#### RECORDS SHOWN:
—————

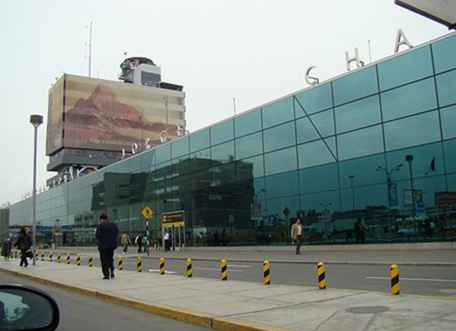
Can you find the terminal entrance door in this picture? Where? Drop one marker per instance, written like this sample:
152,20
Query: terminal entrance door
173,229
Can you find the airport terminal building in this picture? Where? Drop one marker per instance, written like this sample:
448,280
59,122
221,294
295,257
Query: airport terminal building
375,146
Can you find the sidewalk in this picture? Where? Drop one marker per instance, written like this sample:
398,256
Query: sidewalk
361,254
236,305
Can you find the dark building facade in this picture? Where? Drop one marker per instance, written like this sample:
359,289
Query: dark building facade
375,146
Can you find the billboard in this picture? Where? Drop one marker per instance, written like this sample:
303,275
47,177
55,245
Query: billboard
442,11
95,114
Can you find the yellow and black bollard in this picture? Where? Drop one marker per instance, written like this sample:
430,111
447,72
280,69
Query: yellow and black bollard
189,269
162,265
120,263
266,272
394,275
223,270
321,274
139,264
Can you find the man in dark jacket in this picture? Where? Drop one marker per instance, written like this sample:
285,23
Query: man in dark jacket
106,235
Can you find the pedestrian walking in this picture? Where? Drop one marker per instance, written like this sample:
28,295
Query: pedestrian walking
106,235
24,244
296,235
139,242
7,245
125,242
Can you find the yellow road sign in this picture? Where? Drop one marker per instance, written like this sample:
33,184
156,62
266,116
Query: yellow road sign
147,212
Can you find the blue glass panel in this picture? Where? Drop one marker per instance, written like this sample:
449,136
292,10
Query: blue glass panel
222,132
444,54
315,153
313,100
282,184
305,130
223,152
362,172
280,161
420,129
448,116
363,197
249,145
248,122
355,85
408,100
450,155
279,137
360,143
257,165
163,153
320,201
199,140
180,147
317,179
358,114
411,66
278,112
427,161
446,86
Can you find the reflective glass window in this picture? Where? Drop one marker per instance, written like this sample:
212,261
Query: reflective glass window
358,114
278,112
363,171
416,130
317,179
282,184
446,86
313,100
406,68
409,99
199,140
448,116
163,153
358,84
223,152
222,132
280,161
180,147
257,165
279,137
328,201
315,153
248,122
249,145
450,155
363,197
444,54
427,161
360,143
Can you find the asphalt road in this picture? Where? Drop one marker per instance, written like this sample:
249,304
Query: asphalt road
423,280
79,312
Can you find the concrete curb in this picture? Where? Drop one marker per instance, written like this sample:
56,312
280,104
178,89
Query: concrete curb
182,315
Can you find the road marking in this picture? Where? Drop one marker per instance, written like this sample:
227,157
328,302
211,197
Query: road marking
158,270
418,279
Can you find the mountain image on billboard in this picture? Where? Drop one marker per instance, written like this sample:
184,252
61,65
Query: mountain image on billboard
111,116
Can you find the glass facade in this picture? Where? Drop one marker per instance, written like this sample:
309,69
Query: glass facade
377,145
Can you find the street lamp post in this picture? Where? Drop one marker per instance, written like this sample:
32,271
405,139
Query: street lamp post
36,121
351,177
409,159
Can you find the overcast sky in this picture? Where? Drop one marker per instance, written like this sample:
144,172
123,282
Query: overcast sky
254,50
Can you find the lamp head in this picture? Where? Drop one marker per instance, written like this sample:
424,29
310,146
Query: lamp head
36,120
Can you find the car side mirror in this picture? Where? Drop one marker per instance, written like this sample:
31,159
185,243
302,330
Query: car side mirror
25,308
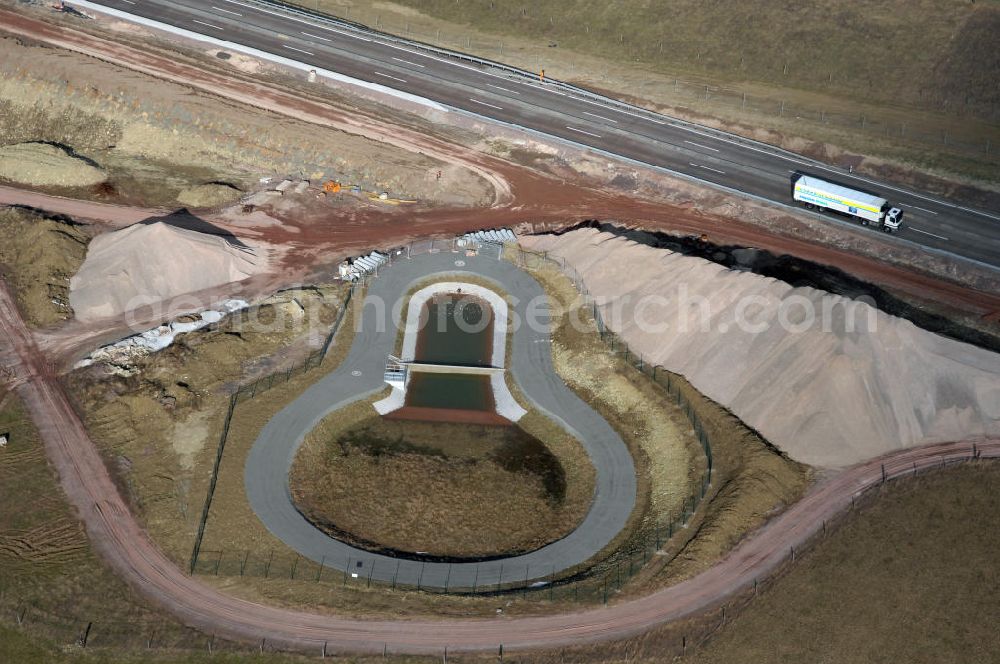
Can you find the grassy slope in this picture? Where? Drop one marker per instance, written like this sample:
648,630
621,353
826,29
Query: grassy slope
913,579
918,52
40,256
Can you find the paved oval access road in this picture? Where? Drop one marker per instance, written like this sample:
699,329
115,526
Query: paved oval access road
360,375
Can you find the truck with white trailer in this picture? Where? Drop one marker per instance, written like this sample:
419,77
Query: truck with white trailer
818,194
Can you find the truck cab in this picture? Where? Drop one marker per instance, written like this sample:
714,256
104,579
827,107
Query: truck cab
893,220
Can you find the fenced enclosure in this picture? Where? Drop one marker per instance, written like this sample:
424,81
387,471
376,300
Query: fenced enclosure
591,584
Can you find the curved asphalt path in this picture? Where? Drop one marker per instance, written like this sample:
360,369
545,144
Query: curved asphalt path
270,459
126,547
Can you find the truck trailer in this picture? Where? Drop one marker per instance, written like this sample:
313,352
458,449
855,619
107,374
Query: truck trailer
818,194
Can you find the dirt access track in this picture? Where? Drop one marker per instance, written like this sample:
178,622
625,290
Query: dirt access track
117,536
523,195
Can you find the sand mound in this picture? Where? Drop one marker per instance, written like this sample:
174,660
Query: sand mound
845,384
44,165
209,195
148,263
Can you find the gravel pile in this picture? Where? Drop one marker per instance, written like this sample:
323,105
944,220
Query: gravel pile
830,388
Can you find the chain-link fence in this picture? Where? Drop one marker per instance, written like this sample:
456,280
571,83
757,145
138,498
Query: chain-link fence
595,583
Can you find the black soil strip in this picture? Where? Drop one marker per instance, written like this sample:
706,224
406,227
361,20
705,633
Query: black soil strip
799,273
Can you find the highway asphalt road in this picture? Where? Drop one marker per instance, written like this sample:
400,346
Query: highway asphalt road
360,375
712,156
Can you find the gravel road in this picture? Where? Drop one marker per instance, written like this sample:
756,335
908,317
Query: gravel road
118,538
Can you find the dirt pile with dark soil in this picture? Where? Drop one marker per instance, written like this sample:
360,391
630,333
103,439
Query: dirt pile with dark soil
828,380
145,264
45,165
212,194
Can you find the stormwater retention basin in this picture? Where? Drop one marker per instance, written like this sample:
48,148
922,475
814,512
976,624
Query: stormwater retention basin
456,329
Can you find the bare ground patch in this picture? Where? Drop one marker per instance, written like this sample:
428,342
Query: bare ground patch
443,490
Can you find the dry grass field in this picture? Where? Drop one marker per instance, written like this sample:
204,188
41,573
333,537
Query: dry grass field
443,489
38,256
159,143
912,66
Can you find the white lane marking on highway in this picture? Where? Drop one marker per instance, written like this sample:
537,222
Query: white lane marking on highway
316,37
601,117
584,132
513,92
215,27
617,110
940,237
702,146
707,168
297,20
408,62
483,103
401,80
678,125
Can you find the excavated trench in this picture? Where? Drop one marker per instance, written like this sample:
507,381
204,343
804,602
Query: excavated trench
800,273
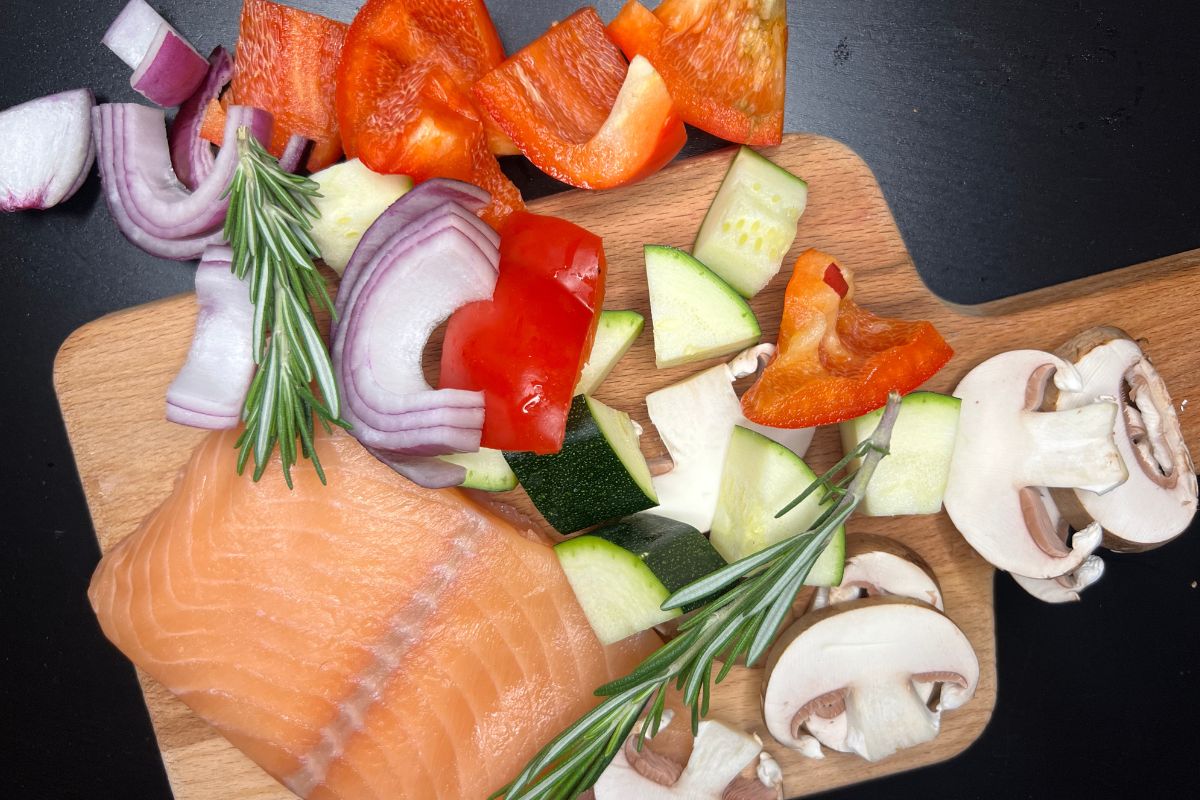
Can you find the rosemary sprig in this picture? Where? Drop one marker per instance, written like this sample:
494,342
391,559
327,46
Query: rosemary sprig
267,226
747,603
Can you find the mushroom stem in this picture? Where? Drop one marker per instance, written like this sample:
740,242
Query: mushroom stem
886,716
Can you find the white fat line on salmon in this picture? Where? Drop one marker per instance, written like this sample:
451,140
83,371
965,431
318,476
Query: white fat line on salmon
403,631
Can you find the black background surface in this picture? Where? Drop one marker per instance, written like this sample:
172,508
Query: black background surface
1020,143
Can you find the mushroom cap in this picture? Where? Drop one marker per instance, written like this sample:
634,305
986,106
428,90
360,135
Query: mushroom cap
877,565
1006,451
1158,500
869,647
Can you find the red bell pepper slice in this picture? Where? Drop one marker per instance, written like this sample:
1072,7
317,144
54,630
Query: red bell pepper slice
286,64
403,95
525,348
724,61
573,107
837,360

—————

#### DESCRIPTION OF THE TASK:
Transcribe the records above exactly, excluding every picture.

#### RESPONSE FOR THIS EXERCISE:
Can you find the terminal entrance door in this picture? Where? Drop one marker per instance, written like this sample:
152,20
Query: terminal entrance door
173,229
Can you find the airport terminal building in this picture? Where? Drop one marker per instance, written like this sample:
448,280
59,122
221,294
295,257
Query: airport terminal building
375,146
Can you find the sidewalk in this picture? Where? Drop one marker per instance, written like this sample:
398,256
Query: sidewalk
361,254
236,305
Can you find the dark building facade in this picture? Where? Drop one marker per instance, written like this sample:
359,289
Query: dark building facade
375,146
Can you find the billboard in this picture? Where? Drop one marker per instance, written like this sample:
303,275
47,177
55,245
Query: billboard
442,11
95,114
Can you find the yellow and black bollard in this picture? Where? Drop one marker per instance, written like this sample:
430,111
447,72
280,69
Query: yellow and black bollard
189,269
162,265
120,263
266,272
394,275
223,270
321,274
139,264
Can you find the man in dark jacket in this picture? Where? Drop one marker per instance, written like this sample:
285,23
Query: man in dark jacket
106,235
Can you find the pedestrian walking in this picture? Where? Drop one marker per instance, written like this sample:
28,295
Query: pedestrian walking
106,235
24,244
296,235
139,242
7,245
125,242
Can you find the yellow road sign in this picture? Where? Drop one marker per instance, written like this sample:
33,184
156,62
266,116
Query: yellow road sign
147,212
Can you find the blue glass panel in this picture? Where? Drop one marker per instance, written like this sample:
449,136
292,10
Query: blue glass panel
222,132
444,54
315,153
313,100
282,184
305,130
223,152
362,172
280,161
420,129
448,116
363,197
249,145
248,122
355,85
408,100
450,155
279,137
360,143
257,165
163,153
320,201
199,140
180,147
317,179
358,114
411,66
278,112
427,161
446,86
Can you find the reflective glass window in this picture? Where? Drop one marker per instance, written like this sample:
212,261
Query: reflective glass window
358,114
278,112
363,171
416,130
317,179
282,184
446,86
313,100
406,68
409,99
199,140
448,116
163,153
358,84
223,152
222,132
280,161
180,147
257,165
279,137
328,201
315,153
248,122
249,145
450,155
363,197
444,54
427,161
360,143
Can you find the asphalt road in this picture? Where? Drop one marker per instance, written like this sample:
249,304
Query: asphalt road
423,280
79,312
Can you find the concrete curb in this picture? Where? Drop one marker per instance, written like this sample:
56,312
280,104
178,89
Query: concrete curb
182,315
Can you find the road marking in this picture? Where? Drop one marker per instance, written like this sample:
227,157
328,302
211,197
Query: road marking
158,270
418,279
Can you find the mountain image on billboard in this picture? Where? Drop one marker per instance, written like this sample:
184,252
61,65
Query: mountain image on billboard
111,116
Can you find the glass facade in this picture? Where? Drop one marker per instance, written like this sample:
309,69
Query: glass facade
377,145
Can you find the street lamp post in this picture? Where? Drop one marker per instance, written like this sample:
32,271
405,139
Query: street lamp post
36,121
351,177
409,159
Can you find the overcast sky in this picture? Where? Drop one marker per instance, written like this sample:
144,172
123,282
Query: overcast sky
254,50
Can you find the lamp head in this picture? Where? Drop one marker per instance, written like this sample:
424,29
310,146
Query: lamp head
36,120
Can you find the car side mirror in this picture? Where? Drop one marker per instance, written like this sample:
31,159
185,243
302,330
Query: car side mirror
25,308
Can you find the grassy slope in this picture? Where? Drop one marker per instance, written like this sample:
648,630
621,353
826,29
Query: grassy slope
913,579
918,52
40,256
Can you find the paved oval access road in this picture? Where? Drop one marker per instance, written like this sample:
699,329
115,526
Query: paved oval access road
360,375
Can you find the truck with white trailer in this picture? Where? Drop one marker per instance, written like this sample:
419,77
Query: truck with white trailer
818,194
Can you find the truck cab in this picture? Where? Drop one marker per instance, written like this sample:
714,256
104,579
827,107
Query: truck cab
893,220
Can you find the fenced enclosure in this picture? Where? Drop one marker per instance, written like this sample:
424,81
387,471
376,300
Query: fenced enclosure
591,584
Can you find the curved asphalt path in this picture? Where? Drop one marker per instance, written like this sample:
360,369
545,144
Query: curved asphalt path
270,459
126,547
Can you find the truck trailer in this picture? Where? Drop one marker per instance, written like this sample:
313,352
458,449
855,619
107,374
Query: truck trailer
818,194
Can you find the dirt access track in this picture? Where? Drop one marker per instance, written like this sample:
178,622
625,290
Query: dirt access track
117,536
523,195
Can you find the sand mound in this picture? Where? Drop one marker per instance, written like this sample:
174,660
Query: sand mound
845,384
44,165
209,195
148,263
Can you find the gravel pile in this picture? Where? Drop one marker per instance, written like this sample:
323,105
944,220
Query: gravel pile
830,388
Can you find the chain-link fence in this picture? Where? Drop one marker per instance, written like this sample:
456,280
571,83
757,145
138,498
Query: chain-link fence
595,583
Can you find the black soil strip in this picture? Where? Drop one marker per instance, written like this sample:
706,224
406,227
361,20
705,633
Query: black soil strip
799,273
Can you find the highway asphalt road in this picture? Where? Drop one marker per instance, written like this sample:
400,346
Query: highway asphalt road
360,375
712,156
Can you find the gravel road in this picture? Where? Drop one marker per instance, written like this sample:
756,335
908,317
Query: gravel road
118,538
Can you find the dirt pile with dark soil in this picture? Where? Drop one marker per instance, written like this sample:
360,391
630,333
103,439
Query: dirt pile with dark soil
828,380
145,264
45,165
212,194
Can you find the stormwater retention basin in this picture? Where? Drop one marker per instance, written like this sample:
48,148
922,475
814,512
976,624
Query: stormwater retention basin
456,329
Can you find the bare ground patch in this picture? Where? Drop one marker per instance, written like this sample:
428,342
Query: bare ground patch
443,490
Can you find the dry grass field in this picture? Where? Drop one marker per instance, written like this sample:
204,188
41,573
333,537
Query: dry grass field
443,489
38,256
159,143
912,66
Can you find the white lane marking on highway in this picture? Where? Drop one marker per instance, written like this sample:
537,222
Query: white lane marking on highway
316,37
601,117
584,132
513,92
215,27
617,110
940,237
702,146
707,168
297,20
408,62
483,103
401,80
678,125
Can you find the excavated trench in this picture? Where? Drop one marker per instance, written like this sample:
507,381
204,343
804,602
Query: excavated trench
800,273
Can you find the rosemary sprig in this picture? Where? Drop one marker per instance, written like this sample:
494,342
391,559
327,46
Query: rosemary sprig
267,226
747,603
Can you find the mushroom stem in this picture? Where? Drop one marker per instance, written like this sample:
740,242
Query: mushroom stem
886,716
Can you find the white fat line on salmon in this picture? Where? Drop one marker per instance, written like this sample:
451,140
83,371
965,431
318,476
Query: white fat line on salmon
403,631
Can you find the black background surface in this picture? Where? Drop one marker per instance, written like this sample:
172,508
Query: black background surface
1020,143
Can you find the mushroom cap in this picture? Where? Drop one marker per instance, written like this sample:
634,305
986,106
428,90
360,135
Query: mushroom cap
877,565
1006,451
1158,500
869,647
Can you find the red bell pepper slice in this picture? Where? Drop one marker per instance, written like this sample:
1072,7
317,144
54,630
Query: red bell pepper slice
286,64
403,95
525,348
724,61
573,107
837,360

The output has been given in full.